- [Exercises to complete]:
• 1. Copy out the post about bullying from "We’re all good" down to "matter. We let.", renaming "problem" to "trouble" wherever it appears.
• 2. Write what comes next in the post about bullying, picking up after its final sentence.

- [Provided passage]:
+++

I always wanted to write this post. It’s about time I did.

Bullying is an extremely fucked up issue that is still ongoing. It’s amazing how such stupidity still exists in this world.

I keep reading about news on victims of bullying and how it drove them to suicide. It’s mostly about kids in school. And then the brave ones would actually stand up for themselves via a video on YouTube. Here are a few examples:


Now, I wasn’t exactly a victim of bullying myself, at least not to such dire proportions.

Here’s something that may shock you: I was a kind of a bully myself back then.

Yep. Totally fucked up and not cool at all.

I was an ass. What started out as a simple, consistent form of teasing elevated to misguided superiority over someone which only served to reflect how insecure I was as a person, student and a friend. As a result, I bullied a person who didn’t deserve it.

It’s just amazing now, as I look back and reflect. I was a major douche who deserved… well some of the bad shit in my life now.

We’re all good now, me and that guy. We’re friends now. It somehow just blew over the years as we all grew up and mellowed out.

Now… isn’t that the problem with it all?

The problem with Bullying today

Is that we think the whole issue, with every case would “blow over” and hence we let people mellow it out on its own through time.

Victim or bully, doesn’t matter. We let.

We want our kids to grow up, so we just conclude that victims of bullying in school should man up on their own and just let it go, as if there was no pain.

Grown ups today, who are bullied, be it low-ranking staff or spouses, are also suffering from the same thing.

There is pain. There is no love. There is no support.

Now seriously, how many victims actually feel like they are strong enough to handle it all on their own?

What we need to do about bullying

We need to make a stand.

We a need a revolution of the mind, of our consciousness so that collectively, we all look down upon it, and eventually let bullying cease to exist altogether.

It’s cheesy and cliché to say, “It first starts with us”, but yeah, it’s true.

+++

(Records from a collection)
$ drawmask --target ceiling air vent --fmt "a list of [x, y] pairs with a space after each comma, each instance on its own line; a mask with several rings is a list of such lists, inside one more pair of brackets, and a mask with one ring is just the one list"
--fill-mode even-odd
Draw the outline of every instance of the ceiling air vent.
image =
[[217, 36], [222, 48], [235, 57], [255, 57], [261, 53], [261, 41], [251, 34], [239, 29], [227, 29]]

+++

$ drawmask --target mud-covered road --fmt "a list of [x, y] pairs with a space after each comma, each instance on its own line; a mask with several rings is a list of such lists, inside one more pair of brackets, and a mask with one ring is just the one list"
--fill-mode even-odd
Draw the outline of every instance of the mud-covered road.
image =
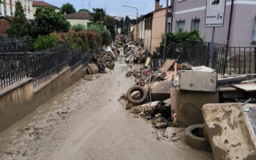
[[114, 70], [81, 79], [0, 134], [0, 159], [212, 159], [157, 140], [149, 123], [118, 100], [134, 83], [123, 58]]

+++

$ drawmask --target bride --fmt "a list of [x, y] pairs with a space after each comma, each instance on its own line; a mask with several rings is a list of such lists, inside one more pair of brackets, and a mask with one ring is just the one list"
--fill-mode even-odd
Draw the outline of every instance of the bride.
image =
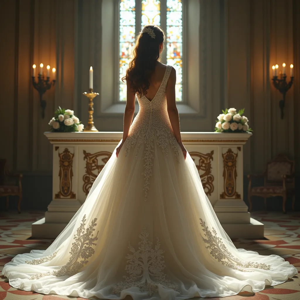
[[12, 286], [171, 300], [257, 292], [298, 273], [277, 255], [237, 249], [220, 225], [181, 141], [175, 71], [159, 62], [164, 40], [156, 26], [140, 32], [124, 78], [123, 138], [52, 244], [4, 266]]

+++

- [The results]:
• 1.
We’re all good now, me and that guy. We’re friends now. It somehow just blew over the years as we all grew up and mellowed out.

Now… isn’t that the trouble with it all?

The trouble with Bullying today

Is that we think the whole issue, with every case would “blow over” and hence we let people mellow it out on its own through time.

Victim or bully, doesn’t matter. We let.

• 2.
Here’s how, but before that, here’s a video to relax first. Absorb all the shit above. I love this video. It’s funny and true. Watch, and listen carefully.

1) Recognize that bullies are suffering

Yes they are. You probably can’t appreciate or respect that, but it’s very very true. This is your first revolution.

Remember this now and forever, “Every attack is a cry for help”.

It’s only when you’re suffering and feeling all that pain inside that you see a need to take it out on others.

Go think about it. Remember all those times you were all pissed, sad and shit and what actions you took after.

So if you feel like you’re being bullied, remember this, they don’t win.

They never had and never will.

They don’t win just because they seem popular in school and start giving you shit for being different.

They don’t win just because your crazy boss is screaming at you and giving you more work.

They don’t “get away with it” just because they left you with that pain. And it becomes a vicious cycle for them as they don’t even know what to do.

Bullies are probably crying themselves to sleep every night.

2) Be happy you’re loved

That’s why you aren’t attacking others.

You don’t see a need to cause your parents and friends love you.

Don’t let a single bully take that away and make you feel that you don’t have any of that.

All that being said, just because you don’t “attack” or shit on others doesn’t mean you’re weak. It’s not like you have no balls or lack courage. You just have love.

I was wondering about this myself, like why I always let others walk over me. I was pissed with myself for a long time until I realized I had love, and I was blinded to it for a bit.

3) Fight back

Yeah you have to.

I’m not saying get into a physical fight in drastic proportions, but at least stand up for yourself.

Why should you fight back?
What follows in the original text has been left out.